| Extrait |

★ ★ ★ ★ ★

« La lecture des médias nous montre à quel point l’Antiquité est sollicitée pour répondre aux grandes questions actuelles »

Rencontre avec Mathilde Lencou-Barême, maître de conférences de latin à l’ENS, récompensée par un Venus International Women Award

Créé le
21 mai 2024
DOSSIER - LES HUMANITÉS À L'ENS-PSL
En mars 2024, Mathilde Lencou-Barême, maître de conférences de latin à l’ENS-PSL, recevait un Venus International Women Award, lors d’une cérémonie à Chennai, en Inde. Ce prix honorifique, décerné par la Venus International Foundation récompense chaque année les travaux et la carrière de femmes scientifiques du monde entier.
Dans cet entretien, la latiniste revient sur son parcours ainsi que sur le rôle des sciences de l’Antiquité face aux grandes problématiques contemporaines.

★ ★ ★ ★ ★

| Entrées fournies |
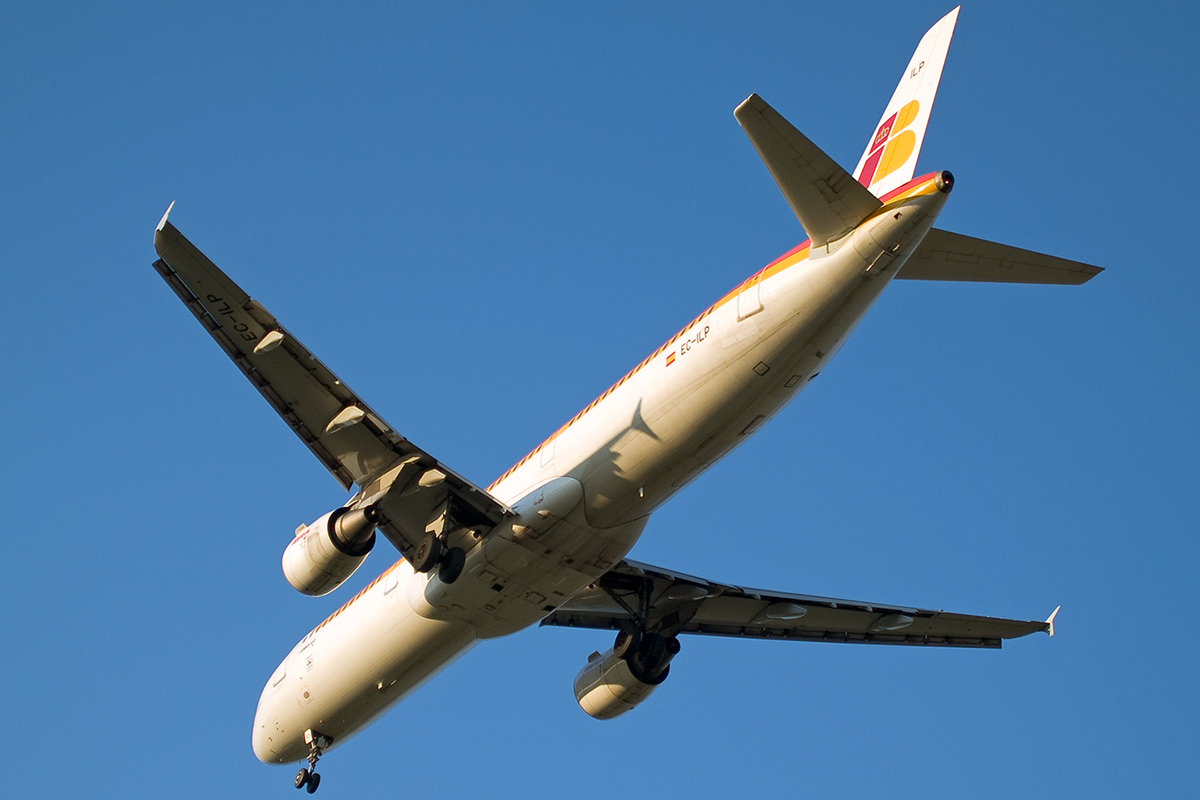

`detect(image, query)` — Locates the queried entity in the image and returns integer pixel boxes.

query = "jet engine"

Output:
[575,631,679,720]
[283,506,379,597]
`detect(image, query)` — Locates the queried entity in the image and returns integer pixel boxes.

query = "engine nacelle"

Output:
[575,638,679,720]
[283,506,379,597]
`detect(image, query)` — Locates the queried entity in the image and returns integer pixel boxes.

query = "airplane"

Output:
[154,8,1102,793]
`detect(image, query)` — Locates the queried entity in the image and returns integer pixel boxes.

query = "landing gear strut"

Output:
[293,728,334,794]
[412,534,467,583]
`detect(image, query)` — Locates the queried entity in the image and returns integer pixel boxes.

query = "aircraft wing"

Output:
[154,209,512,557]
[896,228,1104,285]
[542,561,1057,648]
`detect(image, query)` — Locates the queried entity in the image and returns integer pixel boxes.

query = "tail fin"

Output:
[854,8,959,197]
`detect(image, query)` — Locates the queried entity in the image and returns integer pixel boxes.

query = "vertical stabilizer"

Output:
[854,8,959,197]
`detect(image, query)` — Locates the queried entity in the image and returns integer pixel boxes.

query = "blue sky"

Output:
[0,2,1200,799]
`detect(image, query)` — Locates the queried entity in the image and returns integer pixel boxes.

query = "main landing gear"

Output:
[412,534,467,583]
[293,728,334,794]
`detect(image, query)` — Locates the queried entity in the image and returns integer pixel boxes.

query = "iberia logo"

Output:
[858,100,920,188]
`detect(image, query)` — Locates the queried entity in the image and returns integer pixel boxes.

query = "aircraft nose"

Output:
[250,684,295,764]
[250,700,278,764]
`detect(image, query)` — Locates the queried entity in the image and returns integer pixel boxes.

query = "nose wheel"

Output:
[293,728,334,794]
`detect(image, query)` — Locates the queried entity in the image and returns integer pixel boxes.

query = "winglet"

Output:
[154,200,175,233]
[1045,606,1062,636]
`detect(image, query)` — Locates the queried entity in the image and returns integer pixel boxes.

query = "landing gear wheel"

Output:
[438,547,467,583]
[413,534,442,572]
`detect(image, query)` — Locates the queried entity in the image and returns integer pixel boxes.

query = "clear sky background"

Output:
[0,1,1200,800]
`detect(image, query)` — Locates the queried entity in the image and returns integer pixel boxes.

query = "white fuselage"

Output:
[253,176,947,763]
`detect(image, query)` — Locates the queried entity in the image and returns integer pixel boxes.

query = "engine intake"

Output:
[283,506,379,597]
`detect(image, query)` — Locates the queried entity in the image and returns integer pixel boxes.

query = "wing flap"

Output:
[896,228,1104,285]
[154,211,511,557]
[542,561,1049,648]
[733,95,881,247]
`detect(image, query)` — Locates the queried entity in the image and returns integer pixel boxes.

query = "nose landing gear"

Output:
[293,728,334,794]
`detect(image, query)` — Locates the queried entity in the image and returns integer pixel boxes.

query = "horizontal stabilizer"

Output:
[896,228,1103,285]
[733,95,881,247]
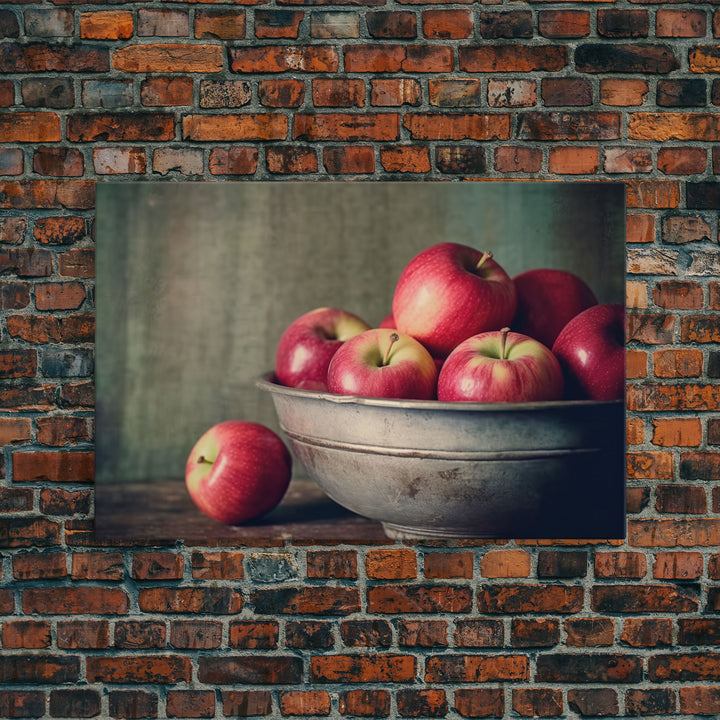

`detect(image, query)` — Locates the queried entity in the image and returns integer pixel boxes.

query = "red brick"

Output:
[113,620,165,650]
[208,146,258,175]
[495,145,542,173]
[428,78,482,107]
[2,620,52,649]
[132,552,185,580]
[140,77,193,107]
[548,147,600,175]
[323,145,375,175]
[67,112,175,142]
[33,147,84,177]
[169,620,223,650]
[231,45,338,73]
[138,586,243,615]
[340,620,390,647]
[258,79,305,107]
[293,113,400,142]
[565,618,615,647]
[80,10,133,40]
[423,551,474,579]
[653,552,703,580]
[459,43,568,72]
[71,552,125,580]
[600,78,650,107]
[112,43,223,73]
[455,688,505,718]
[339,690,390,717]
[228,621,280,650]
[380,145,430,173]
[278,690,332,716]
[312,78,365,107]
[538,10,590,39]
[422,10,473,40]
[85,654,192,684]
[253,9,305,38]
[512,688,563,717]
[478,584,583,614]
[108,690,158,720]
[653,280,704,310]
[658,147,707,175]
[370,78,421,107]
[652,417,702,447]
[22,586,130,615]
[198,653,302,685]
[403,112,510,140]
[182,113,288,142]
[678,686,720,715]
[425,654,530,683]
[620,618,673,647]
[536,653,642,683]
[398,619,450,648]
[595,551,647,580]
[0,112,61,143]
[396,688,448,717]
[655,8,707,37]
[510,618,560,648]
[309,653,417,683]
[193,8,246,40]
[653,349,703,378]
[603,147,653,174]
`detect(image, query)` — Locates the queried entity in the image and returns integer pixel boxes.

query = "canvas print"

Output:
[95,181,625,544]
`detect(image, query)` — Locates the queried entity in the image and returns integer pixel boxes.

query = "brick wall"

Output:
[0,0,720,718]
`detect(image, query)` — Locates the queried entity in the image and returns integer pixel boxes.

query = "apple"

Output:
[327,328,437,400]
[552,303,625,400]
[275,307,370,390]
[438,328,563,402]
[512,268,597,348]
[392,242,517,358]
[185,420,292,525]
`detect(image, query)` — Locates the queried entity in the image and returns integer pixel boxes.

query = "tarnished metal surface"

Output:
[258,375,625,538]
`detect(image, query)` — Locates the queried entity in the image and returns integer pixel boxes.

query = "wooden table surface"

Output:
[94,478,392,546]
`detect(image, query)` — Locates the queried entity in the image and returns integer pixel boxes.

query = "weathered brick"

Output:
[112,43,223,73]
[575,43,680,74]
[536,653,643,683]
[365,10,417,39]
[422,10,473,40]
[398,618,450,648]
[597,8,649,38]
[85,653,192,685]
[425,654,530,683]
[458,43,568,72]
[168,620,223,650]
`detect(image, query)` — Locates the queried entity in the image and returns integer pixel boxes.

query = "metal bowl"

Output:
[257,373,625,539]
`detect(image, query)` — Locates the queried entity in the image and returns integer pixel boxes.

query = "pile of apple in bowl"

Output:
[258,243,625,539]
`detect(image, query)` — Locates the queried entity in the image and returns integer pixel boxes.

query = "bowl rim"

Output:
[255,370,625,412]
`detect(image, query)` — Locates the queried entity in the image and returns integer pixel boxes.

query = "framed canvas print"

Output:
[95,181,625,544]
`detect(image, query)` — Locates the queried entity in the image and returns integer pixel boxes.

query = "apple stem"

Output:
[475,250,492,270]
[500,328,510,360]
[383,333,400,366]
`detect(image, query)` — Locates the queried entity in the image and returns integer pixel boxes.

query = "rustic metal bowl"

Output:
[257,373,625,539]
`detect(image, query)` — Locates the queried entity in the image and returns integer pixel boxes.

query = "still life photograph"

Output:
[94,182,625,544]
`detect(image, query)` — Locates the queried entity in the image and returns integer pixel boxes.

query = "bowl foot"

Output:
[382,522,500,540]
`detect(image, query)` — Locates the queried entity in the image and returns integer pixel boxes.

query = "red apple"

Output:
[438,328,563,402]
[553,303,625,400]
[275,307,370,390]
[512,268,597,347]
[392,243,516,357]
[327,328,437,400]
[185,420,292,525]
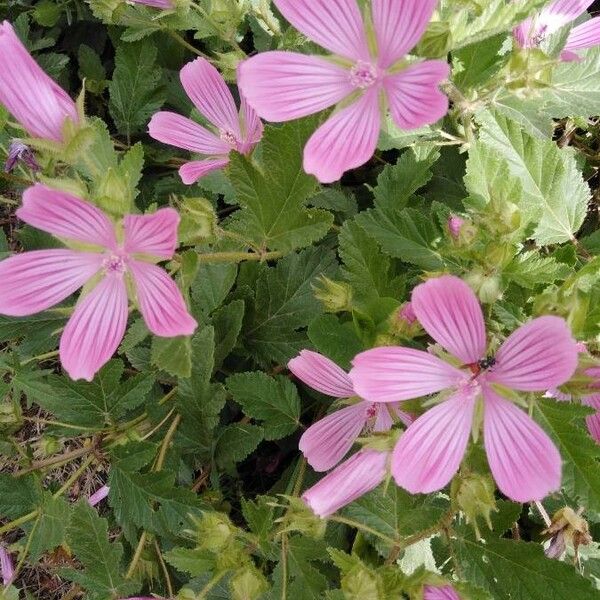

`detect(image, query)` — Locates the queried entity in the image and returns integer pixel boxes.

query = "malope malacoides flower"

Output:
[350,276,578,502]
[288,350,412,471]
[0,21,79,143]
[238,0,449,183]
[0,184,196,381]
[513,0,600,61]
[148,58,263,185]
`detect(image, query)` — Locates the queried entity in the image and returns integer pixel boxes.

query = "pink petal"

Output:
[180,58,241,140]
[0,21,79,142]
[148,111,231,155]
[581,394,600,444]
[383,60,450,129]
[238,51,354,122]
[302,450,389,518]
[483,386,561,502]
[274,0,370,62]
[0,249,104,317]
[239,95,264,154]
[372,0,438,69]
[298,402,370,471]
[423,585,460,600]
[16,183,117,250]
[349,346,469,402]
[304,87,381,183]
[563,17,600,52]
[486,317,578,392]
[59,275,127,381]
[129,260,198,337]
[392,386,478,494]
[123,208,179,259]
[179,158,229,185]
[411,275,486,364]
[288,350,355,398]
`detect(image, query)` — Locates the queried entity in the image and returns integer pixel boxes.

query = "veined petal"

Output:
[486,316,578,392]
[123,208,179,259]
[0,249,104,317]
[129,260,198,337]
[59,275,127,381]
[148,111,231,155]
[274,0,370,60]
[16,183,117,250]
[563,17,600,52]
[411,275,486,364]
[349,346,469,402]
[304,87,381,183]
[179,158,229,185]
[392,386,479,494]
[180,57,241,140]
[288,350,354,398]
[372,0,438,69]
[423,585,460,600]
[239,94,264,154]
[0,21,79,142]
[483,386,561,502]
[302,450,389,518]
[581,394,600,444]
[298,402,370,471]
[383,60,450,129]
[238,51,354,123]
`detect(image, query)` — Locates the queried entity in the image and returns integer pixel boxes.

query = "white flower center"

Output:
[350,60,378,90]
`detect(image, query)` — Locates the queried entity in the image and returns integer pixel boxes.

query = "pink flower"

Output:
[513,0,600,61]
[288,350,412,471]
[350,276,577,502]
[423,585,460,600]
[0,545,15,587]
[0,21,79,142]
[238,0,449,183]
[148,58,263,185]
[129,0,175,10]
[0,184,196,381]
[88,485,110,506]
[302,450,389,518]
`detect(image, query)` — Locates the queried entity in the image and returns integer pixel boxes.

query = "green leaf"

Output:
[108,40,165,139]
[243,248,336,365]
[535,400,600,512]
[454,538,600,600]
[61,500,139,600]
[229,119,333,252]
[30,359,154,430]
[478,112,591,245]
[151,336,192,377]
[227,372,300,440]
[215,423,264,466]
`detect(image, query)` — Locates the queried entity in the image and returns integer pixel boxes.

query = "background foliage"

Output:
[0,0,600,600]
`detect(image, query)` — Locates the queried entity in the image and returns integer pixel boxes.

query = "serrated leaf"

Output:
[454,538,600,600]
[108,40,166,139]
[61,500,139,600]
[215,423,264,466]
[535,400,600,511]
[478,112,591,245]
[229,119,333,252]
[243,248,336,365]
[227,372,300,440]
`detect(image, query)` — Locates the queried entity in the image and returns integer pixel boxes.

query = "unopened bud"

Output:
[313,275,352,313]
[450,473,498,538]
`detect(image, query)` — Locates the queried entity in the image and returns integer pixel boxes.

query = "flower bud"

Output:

★ ★ ★ ★ ★

| Consigne 1 |
Recopiez mot pour mot le passage de l'extrait qui va de « Dans cet entretien, la » à « grandes problématiques contemporaines. ».
| Consigne 2 |
D'après l'extrait, dans quelle ville s'est tenue la cérémonie de remise du Venus International Women Award à Mathilde Lencou-Barême ?
| Consigne 3 |
Les affirmations suivantes concordent-elles avec l'extrait ? Répondez par oui ou par non et citez à l'identique les mots de l'extrait qui le montrent.
(a) Mathilde Lencou-Barême a reçu son prix en mars 2024.
(b) Le Venus International Women Award est décerné tous les deux ans.
(c) Mathilde Lencou-Barême est maître de conférences de grec.

| Corrigé 1 |
Dans cet entretien, la latiniste revient sur son parcours ainsi que sur le rôle des sciences de l’Antiquité face aux grandes problématiques contemporaines.

| Corrigé 2 |
À Chennai, en Inde.

| Corrigé 3 |
(a) Oui : « En mars 2024, Mathilde Lencou-Barême, maître de conférences de latin à l’ENS-PSL, recevait un Venus International Women Award ».
(b) Non : « récompense chaque année les travaux et la carrière de femmes scientifiques du monde entier ».
(c) Non : « maître de conférences de latin à l’ENS-PSL ».